> Exercise aim
Update the data below by replacing "vertex pairs" with "coordinate pairs" throughout and leaving everything else unchanged. Reproduce every line of the data except the pictures.

---*---

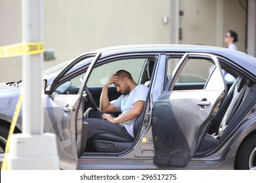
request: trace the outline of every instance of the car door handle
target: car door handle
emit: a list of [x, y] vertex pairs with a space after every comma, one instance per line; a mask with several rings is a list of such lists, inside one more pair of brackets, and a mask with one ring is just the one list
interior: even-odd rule
[[72, 108], [71, 107], [63, 107], [63, 111], [64, 112], [70, 112], [72, 110]]
[[211, 102], [207, 101], [207, 100], [202, 99], [201, 101], [198, 102], [198, 106], [206, 106], [206, 105], [210, 105]]

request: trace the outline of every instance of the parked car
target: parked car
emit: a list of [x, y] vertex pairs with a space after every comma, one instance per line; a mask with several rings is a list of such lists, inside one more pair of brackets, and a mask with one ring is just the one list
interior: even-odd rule
[[[135, 139], [87, 139], [83, 113], [119, 69], [148, 86]], [[86, 52], [44, 71], [45, 131], [62, 169], [255, 169], [256, 58], [226, 48], [135, 45]], [[22, 82], [0, 84], [2, 154]], [[110, 100], [120, 93], [108, 90]], [[21, 113], [20, 113], [21, 114]], [[20, 114], [15, 133], [22, 131]]]

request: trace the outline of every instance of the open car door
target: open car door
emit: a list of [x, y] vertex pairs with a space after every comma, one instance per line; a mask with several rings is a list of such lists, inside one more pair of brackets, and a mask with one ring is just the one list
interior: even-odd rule
[[[183, 56], [153, 107], [154, 162], [158, 166], [185, 167], [218, 112], [226, 86], [216, 56]], [[175, 90], [175, 86], [204, 82], [198, 90]]]
[[[70, 79], [77, 70], [90, 63], [85, 76], [100, 58], [100, 54], [82, 55], [64, 68], [45, 90], [44, 99], [45, 130], [56, 135], [61, 169], [76, 169], [77, 159], [84, 152], [87, 125], [83, 124], [84, 102], [83, 82], [77, 94], [64, 94], [71, 86]], [[83, 141], [82, 141], [83, 139]]]

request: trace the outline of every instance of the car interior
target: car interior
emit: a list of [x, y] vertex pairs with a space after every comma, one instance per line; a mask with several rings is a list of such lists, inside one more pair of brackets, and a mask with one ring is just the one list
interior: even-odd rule
[[[144, 84], [149, 87], [152, 76], [155, 61], [148, 59], [144, 67], [144, 72], [142, 73], [140, 84]], [[116, 89], [115, 89], [116, 90]], [[120, 95], [120, 94], [119, 94]], [[133, 125], [135, 139], [139, 136], [139, 131], [142, 125], [143, 117], [146, 110], [145, 104], [142, 112], [139, 116]], [[101, 133], [91, 138], [87, 141], [86, 152], [120, 152], [131, 147], [134, 141], [108, 133]]]
[[[172, 57], [171, 59], [181, 59], [182, 56]], [[154, 75], [154, 71], [156, 65], [156, 58], [154, 57], [147, 58], [142, 68], [140, 68], [140, 75], [138, 83], [143, 84], [150, 87], [150, 80]], [[196, 156], [200, 156], [206, 152], [211, 150], [216, 146], [219, 142], [224, 139], [224, 137], [230, 135], [232, 128], [236, 123], [240, 122], [241, 116], [245, 116], [249, 111], [247, 108], [251, 108], [255, 104], [256, 99], [255, 95], [256, 85], [249, 78], [245, 78], [244, 75], [239, 74], [237, 69], [232, 69], [227, 65], [226, 62], [220, 59], [221, 67], [226, 72], [230, 73], [235, 78], [235, 81], [226, 81], [227, 94], [222, 100], [219, 106], [219, 112], [214, 116], [210, 122], [207, 133], [205, 135], [203, 141], [201, 142], [196, 150]], [[172, 71], [169, 72], [171, 73]], [[168, 80], [171, 77], [171, 75], [167, 75], [164, 83], [166, 84]], [[183, 78], [191, 79], [191, 75], [182, 75]], [[181, 80], [182, 78], [179, 78]], [[182, 82], [175, 84], [174, 90], [202, 90], [206, 82], [203, 80], [200, 81], [199, 77], [195, 78], [198, 82], [182, 83]], [[78, 86], [78, 84], [77, 84]], [[66, 86], [64, 87], [65, 88]], [[102, 90], [102, 86], [89, 86], [90, 92], [92, 93], [93, 99], [99, 106], [99, 99]], [[120, 93], [117, 92], [114, 86], [110, 86], [108, 89], [110, 101], [116, 99]], [[77, 93], [79, 86], [70, 87], [68, 91], [65, 91], [66, 93]], [[63, 92], [63, 91], [62, 91]], [[90, 107], [90, 105], [86, 103], [85, 109]], [[88, 139], [85, 152], [100, 152], [100, 153], [119, 153], [127, 150], [134, 144], [134, 142], [137, 139], [139, 132], [143, 124], [143, 118], [146, 110], [147, 105], [144, 105], [143, 112], [137, 118], [135, 122], [133, 131], [135, 133], [135, 141], [131, 141], [128, 139], [110, 135], [102, 133], [95, 136], [93, 138]], [[114, 114], [118, 115], [118, 113]]]
[[232, 127], [249, 114], [248, 108], [255, 105], [256, 84], [251, 80], [239, 74], [236, 81], [228, 88], [228, 93], [222, 101], [218, 113], [211, 120], [208, 133], [200, 144], [196, 155], [204, 154], [226, 136], [231, 135]]

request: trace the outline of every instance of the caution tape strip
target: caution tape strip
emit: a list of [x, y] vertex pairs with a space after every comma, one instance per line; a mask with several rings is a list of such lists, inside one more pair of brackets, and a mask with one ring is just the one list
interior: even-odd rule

---*---

> Response for this exercise
request: trace the outline of every instance of the car door handle
target: car door handle
emit: a list of [x, y] coordinate pairs with a space after every comma, one instance per line; a mask with several rings is a list of such lists, inside one more pair of brackets, and a mask with one ring is just the one list
interior: even-odd rule
[[72, 108], [71, 107], [63, 107], [63, 111], [64, 112], [70, 112], [72, 110]]
[[211, 102], [207, 101], [207, 100], [202, 99], [201, 101], [198, 102], [198, 106], [206, 106], [206, 105], [210, 105]]

request: trace the outline of every instance of the parked car
target: parked car
emit: a list of [x, y] coordinate pairs with a space after every comma, one instance per line; a mask with several rings is a list of such lists, inside one more pair of brackets, and a mask with one ring is just the one list
interior: even-odd rule
[[[135, 139], [87, 139], [83, 113], [119, 69], [148, 86]], [[86, 52], [44, 71], [45, 131], [62, 169], [255, 169], [256, 58], [226, 48], [135, 45]], [[22, 82], [0, 84], [2, 154]], [[110, 100], [120, 93], [108, 90]], [[21, 113], [20, 113], [21, 114]], [[20, 114], [15, 133], [22, 131]]]

request: trace the outline of every instance of the open car door
target: open car door
emit: a list of [x, y] coordinate pairs with a space after every comma, one instance per line; a mask with several rings is a list of such lists, inside one more pair of brackets, and a mask with one ring is just the one list
interior: even-odd rule
[[[183, 56], [153, 107], [154, 162], [158, 166], [185, 167], [218, 112], [226, 86], [216, 56]], [[175, 90], [175, 86], [204, 82], [198, 90]]]
[[[70, 79], [77, 70], [90, 63], [85, 76], [100, 58], [100, 54], [82, 55], [64, 68], [45, 90], [44, 99], [45, 130], [56, 135], [61, 169], [76, 169], [77, 159], [84, 152], [87, 125], [83, 124], [84, 102], [83, 82], [77, 94], [64, 94], [71, 86]], [[83, 141], [82, 141], [83, 139]]]

request: trace the outline of every instance of the car interior
target: car interior
emit: a list of [x, y] coordinate pairs with a space after every comma, one instance per line; a mask with several rings is a list of such lists, inside one more pair of brackets, and a mask with one ring is just the one list
interior: even-odd rule
[[[144, 84], [149, 87], [152, 76], [155, 61], [148, 59], [144, 67], [144, 72], [142, 73], [140, 84]], [[116, 89], [115, 89], [116, 90]], [[120, 95], [120, 94], [119, 94]], [[133, 125], [135, 139], [139, 136], [139, 131], [142, 125], [143, 117], [146, 110], [145, 104], [142, 112], [139, 116]], [[101, 133], [91, 138], [87, 141], [86, 152], [120, 152], [131, 147], [134, 141], [108, 133]]]
[[[172, 57], [171, 59], [181, 59], [182, 56]], [[154, 75], [154, 71], [156, 65], [156, 58], [154, 57], [147, 58], [142, 68], [140, 68], [140, 75], [138, 83], [143, 84], [150, 87], [150, 80]], [[196, 156], [200, 156], [206, 152], [211, 150], [216, 146], [219, 142], [224, 139], [224, 137], [230, 135], [232, 128], [236, 123], [240, 122], [241, 116], [245, 116], [249, 111], [247, 108], [251, 108], [255, 104], [256, 99], [255, 95], [256, 85], [249, 78], [245, 78], [244, 75], [239, 74], [237, 69], [232, 69], [227, 65], [226, 62], [220, 59], [221, 67], [226, 72], [230, 73], [235, 78], [235, 81], [226, 81], [227, 94], [222, 100], [219, 106], [219, 112], [214, 116], [210, 122], [207, 133], [205, 135], [203, 141], [201, 142], [196, 150]], [[172, 71], [169, 72], [171, 73]], [[168, 80], [171, 77], [171, 75], [167, 75], [164, 83], [166, 84]], [[183, 78], [191, 79], [191, 75], [182, 75]], [[181, 80], [182, 78], [179, 78]], [[182, 82], [175, 84], [174, 90], [202, 90], [206, 82], [203, 80], [200, 81], [199, 77], [195, 78], [198, 82], [182, 83]], [[78, 86], [78, 84], [77, 84]], [[66, 86], [64, 87], [65, 88]], [[102, 90], [102, 86], [89, 86], [90, 92], [92, 93], [93, 99], [99, 106], [99, 99]], [[120, 93], [117, 92], [114, 86], [110, 86], [108, 89], [110, 101], [116, 99]], [[77, 93], [79, 86], [70, 87], [68, 91], [65, 91], [66, 93]], [[63, 92], [63, 91], [62, 91]], [[90, 107], [90, 105], [86, 103], [85, 109]], [[88, 139], [85, 152], [100, 152], [100, 153], [119, 153], [127, 150], [134, 144], [134, 142], [137, 139], [139, 132], [143, 124], [143, 118], [146, 110], [147, 105], [144, 105], [143, 112], [137, 118], [135, 122], [133, 131], [135, 133], [135, 141], [131, 141], [128, 139], [110, 135], [102, 133], [95, 136], [93, 138]], [[114, 114], [118, 115], [118, 113]]]
[[232, 127], [249, 114], [248, 108], [255, 105], [256, 84], [251, 80], [239, 74], [236, 81], [228, 88], [228, 93], [222, 101], [218, 113], [211, 120], [208, 133], [200, 144], [196, 155], [204, 154], [226, 136], [231, 135]]

request: trace the outline of every instance of the caution tape strip
target: caution tape strip
emit: a list of [x, y] coordinate pairs with a space after every comma, one instance per line; a mask with several rings is a list of such lists, inside one more pair of brackets, and a mask with one ring is just the one list
interior: even-odd rule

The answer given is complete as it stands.